Festival programmers work hard to build lineups that fit their sections. It’s part of the trust they build with audiences who come with expectations of what to expect from a particular festival or section. Attending a new festival, part of the experience is figuring out what to expect and the promise of the sections. Perspectives is a section at Berlinale that you can get a sense of from its name, but more precisely it is for exceptional emerging filmmakers from around the world who have bold and fluent cinematic language and offer arresting perspectives and new ways of seeing the world. Writer and director Florian Pochlatko’s How to Be Normal and the Oddness of the Other, which ask the questions, “What is normal? Who gets to decide who is normal?” as Pia (played by Luisa-Céline Gaffron), a 26-year-old freshly released from a psychiatric hospital, struggles with identity as she struggles to try to hold onto to who she was as she and world have changed. The film is centered in perspective. While Pia is the main perspective, the film does a good job of weaving in other perspectives of those in Pia’s orbit, particularly her parents. These additional perspectives are an important layer because in a film that asks questions rooted in “Who gets to decide what is normal?,” it’s important to see that characters without diagnosis also struggle, can get anxiety, or fail to react appropriately.
The aspects of the film that captured me the most were the editing and composition. Early in the film, unprompted or revealed until much later, you are dropped into a scene from a TV drama, creating a stark contrast from the previous shots. This early use of different looking works, paired with a monologue centered on the world ending and how Pia slips through time, does a good job of setting up a visual sense for the film. However, it is in the sequence after Pia sees her ex with his new girlfriend (who looks a lot like her), where the shots cut back and forth between locations with sounds as she spirals and even as a viewer you feel like you are slipping through time with her until her mom wakes her and it’s the following evening. This reminded me of the TV series Big Mood (recently renewed for a second season), where Maggie, who is bipolar, lost time at an important time for her friend Maggie.
For a good portion of the film, Pia is going through crisis. Her parents don’t realize she’s going through crisis and someone will be quick to condemn them as bad parents, but charitably I think what so often happens is people hope their loved ones are doing better than they are until they can’t deny it. Pia’s young neighbour is the only one that seems to be able to get through to her when she’s in crisis because he still treats her like she’s normal. This is what she’s been seeking and hasn’t been able to feel on or off her medication.
The film also touches on the tragic reality that people with mental health issues often face police whose training has in documented cases resulted in injury or death. SPOILER: While the film briefly makes it look like the latter, it is thankfully the former and ties it back to slipping through time.
The film also features an impromptu tap dance scene, keeping you on your toes.
How to Be Normal and the Oddness of the Other World had its World Premiere at the 75th annual Berlin International Film Festival in the Perspectives section. Paris-based sales company Alpha Violet has acquired the international sales rights for the film.

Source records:

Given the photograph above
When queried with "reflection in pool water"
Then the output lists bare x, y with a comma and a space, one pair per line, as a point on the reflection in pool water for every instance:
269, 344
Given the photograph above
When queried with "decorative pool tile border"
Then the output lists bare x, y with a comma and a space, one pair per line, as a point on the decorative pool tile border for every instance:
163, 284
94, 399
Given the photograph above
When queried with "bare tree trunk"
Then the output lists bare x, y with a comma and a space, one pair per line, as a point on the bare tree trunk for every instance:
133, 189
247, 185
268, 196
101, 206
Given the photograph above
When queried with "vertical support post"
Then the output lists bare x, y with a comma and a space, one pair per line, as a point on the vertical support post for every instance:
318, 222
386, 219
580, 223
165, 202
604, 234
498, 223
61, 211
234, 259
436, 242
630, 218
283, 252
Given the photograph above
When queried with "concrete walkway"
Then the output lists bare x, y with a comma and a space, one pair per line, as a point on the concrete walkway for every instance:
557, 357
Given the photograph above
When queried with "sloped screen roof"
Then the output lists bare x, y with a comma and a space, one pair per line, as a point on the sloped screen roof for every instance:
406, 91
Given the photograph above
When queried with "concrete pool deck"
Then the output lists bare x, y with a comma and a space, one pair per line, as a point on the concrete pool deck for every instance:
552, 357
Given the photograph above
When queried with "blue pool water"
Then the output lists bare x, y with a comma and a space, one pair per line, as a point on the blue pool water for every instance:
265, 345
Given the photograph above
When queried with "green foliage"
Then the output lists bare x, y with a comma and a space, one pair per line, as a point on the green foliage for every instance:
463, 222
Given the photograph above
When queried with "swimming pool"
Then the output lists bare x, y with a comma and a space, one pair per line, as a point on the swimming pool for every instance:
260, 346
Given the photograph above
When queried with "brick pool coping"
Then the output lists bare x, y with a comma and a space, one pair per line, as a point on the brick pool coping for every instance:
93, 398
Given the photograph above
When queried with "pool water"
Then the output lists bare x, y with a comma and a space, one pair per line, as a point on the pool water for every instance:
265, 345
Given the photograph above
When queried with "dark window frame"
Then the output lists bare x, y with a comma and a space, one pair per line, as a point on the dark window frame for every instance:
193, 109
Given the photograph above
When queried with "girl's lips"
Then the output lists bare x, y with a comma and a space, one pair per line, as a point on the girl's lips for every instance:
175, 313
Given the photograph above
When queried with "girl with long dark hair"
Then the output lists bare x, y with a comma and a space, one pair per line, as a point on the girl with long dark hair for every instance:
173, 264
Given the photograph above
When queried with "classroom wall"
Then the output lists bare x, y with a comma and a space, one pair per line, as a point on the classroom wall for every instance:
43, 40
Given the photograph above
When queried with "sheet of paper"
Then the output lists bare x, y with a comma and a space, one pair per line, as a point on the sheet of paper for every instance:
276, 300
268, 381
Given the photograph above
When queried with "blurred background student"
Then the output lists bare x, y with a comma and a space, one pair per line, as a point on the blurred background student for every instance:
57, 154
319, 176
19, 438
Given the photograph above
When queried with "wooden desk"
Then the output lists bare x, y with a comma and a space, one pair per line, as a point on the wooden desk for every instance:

ACTIVITIES
1/ Answer these questions about the film review:
(a) Which actor plays Pia?
(b) Who seems to be the only one able to get through to Pia when she is in crisis?
(c) Which company acquired the international sales rights for the film?
2/ Echo the film review word for word, everything from "For a good portion" down to "off her medication.".

TASK-BY-TASK ANSWERS
1/
(a) Luisa-Céline Gaffron
(b) Her young neighbour
(c) Alpha Violet, a Paris-based sales company

2/
For a good portion of the film, Pia is going through crisis. Her parents don’t realize she’s going through crisis and someone will be quick to condemn them as bad parents, but charitably I think what so often happens is people hope their loved ones are doing better than they are until they can’t deny it. Pia’s young neighbour is the only one that seems to be able to get through to her when she’s in crisis because he still treats her like she’s normal. This is what she’s been seeking and hasn’t been able to feel on or off her medication.